_Excerpted passage:_
↓

The Kurds in Georgia were spared the 1937 internal deportations to Kazakhstan and Kyrgyzstan that effected several thousand Kurds in Azerbaijan and Armenia. The Kurdish population in Georgia was overwhelmingly Sunni and concentrated in the border region with Turkey around Meskheti and Adjaria. The Kurdish population in Georgia had grown from 7,955 in the 1926 census to 12,915 in the 1939 census.[22] Most of the Kurdish population in Georgia would be forcibly resettled to Kazakhstan, Kyrgyzstan, and Uzbekistan in November 1944. But, a significant minority located away from the border with Turkey would be allowed to stay unmolested.

↑

_The tasks:_
(a) Revise the passage on Kurds in Georgia, starting at the words "The Kurds in" and ending after "to stay unmolested.", with "Sunni" changed to "Sunni Muslim".
(b) What Kurdish population in Georgia does the passage on Kurds in Georgia give for the 1939 census?

_Records of labeled points:_
↓

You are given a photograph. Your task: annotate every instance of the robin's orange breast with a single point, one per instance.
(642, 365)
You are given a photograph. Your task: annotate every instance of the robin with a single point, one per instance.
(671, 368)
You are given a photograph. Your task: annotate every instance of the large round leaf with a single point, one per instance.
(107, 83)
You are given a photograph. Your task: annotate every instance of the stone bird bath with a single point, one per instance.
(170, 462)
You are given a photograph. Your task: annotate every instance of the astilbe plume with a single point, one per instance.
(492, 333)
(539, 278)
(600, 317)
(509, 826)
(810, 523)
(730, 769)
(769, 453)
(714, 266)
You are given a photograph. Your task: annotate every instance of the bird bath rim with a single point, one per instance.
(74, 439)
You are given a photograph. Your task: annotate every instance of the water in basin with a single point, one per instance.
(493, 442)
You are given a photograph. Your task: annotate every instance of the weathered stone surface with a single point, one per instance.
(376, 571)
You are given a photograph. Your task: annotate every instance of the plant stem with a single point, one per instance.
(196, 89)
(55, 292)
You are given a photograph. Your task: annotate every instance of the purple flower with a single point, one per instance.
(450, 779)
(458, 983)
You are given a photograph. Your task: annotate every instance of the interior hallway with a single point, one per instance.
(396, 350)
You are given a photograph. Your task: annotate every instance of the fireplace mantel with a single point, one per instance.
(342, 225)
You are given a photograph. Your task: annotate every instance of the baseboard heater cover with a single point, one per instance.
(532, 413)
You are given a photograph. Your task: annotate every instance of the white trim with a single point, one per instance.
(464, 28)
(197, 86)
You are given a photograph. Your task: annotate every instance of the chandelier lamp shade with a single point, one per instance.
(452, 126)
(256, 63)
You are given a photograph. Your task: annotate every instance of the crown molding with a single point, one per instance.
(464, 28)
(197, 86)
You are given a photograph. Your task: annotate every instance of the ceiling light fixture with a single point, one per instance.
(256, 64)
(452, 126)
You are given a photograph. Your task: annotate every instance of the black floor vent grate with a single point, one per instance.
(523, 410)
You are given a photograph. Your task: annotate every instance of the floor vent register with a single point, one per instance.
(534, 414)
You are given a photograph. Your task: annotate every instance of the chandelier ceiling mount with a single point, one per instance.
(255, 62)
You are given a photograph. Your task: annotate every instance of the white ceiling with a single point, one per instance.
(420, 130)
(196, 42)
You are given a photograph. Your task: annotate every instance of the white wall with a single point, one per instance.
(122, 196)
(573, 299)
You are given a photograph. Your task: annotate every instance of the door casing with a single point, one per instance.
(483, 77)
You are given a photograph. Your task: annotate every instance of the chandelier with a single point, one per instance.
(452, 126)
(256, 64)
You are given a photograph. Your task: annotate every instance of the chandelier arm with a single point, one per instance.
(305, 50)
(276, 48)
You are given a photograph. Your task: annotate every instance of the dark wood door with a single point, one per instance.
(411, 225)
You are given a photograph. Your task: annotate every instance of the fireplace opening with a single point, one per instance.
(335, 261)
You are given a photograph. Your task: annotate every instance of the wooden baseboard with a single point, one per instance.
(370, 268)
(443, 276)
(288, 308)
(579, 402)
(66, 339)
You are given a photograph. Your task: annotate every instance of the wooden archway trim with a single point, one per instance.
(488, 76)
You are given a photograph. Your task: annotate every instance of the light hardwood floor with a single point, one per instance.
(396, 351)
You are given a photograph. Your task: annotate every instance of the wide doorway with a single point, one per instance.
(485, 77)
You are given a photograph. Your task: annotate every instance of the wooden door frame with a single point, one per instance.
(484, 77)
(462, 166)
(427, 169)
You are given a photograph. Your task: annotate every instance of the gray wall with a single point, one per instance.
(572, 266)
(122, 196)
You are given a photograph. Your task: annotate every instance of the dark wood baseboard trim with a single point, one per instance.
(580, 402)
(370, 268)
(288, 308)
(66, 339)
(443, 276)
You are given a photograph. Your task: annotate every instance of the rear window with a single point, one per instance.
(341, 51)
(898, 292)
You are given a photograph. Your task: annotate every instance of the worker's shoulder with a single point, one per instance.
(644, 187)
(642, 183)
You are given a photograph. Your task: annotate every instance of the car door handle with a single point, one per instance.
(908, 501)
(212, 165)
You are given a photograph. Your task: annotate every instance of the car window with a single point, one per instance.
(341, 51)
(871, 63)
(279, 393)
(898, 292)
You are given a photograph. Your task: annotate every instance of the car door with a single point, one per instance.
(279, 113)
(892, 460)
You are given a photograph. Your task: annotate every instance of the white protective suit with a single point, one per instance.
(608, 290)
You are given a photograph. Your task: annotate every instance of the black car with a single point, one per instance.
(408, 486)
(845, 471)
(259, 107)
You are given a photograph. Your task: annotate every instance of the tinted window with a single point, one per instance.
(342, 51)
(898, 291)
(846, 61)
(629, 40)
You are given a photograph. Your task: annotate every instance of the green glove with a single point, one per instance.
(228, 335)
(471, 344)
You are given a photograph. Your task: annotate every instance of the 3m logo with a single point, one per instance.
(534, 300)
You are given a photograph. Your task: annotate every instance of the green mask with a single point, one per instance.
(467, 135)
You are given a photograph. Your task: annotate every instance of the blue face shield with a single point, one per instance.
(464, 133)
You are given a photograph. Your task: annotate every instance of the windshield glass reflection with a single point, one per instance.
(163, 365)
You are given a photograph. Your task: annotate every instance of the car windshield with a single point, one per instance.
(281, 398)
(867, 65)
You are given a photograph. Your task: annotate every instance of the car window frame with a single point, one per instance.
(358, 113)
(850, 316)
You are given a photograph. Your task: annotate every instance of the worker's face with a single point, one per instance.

↑

_Task solutions:_
(a)
The Kurds in Georgia were spared the 1937 internal deportations to Kazakhstan and Kyrgyzstan that effected several thousand Kurds in Azerbaijan and Armenia. The Kurdish population in Georgia was overwhelmingly Sunni Muslim and concentrated in the border region with Turkey around Meskheti and Adjaria. The Kurdish population in Georgia had grown from 7,955 in the 1926 census to 12,915 in the 1939 census.[22] Most of the Kurdish population in Georgia would be forcibly resettled to Kazakhstan, Kyrgyzstan, and Uzbekistan in November 1944. But, a significant minority located away from the border with Turkey would be allowed to stay unmolested.

(b) 12,915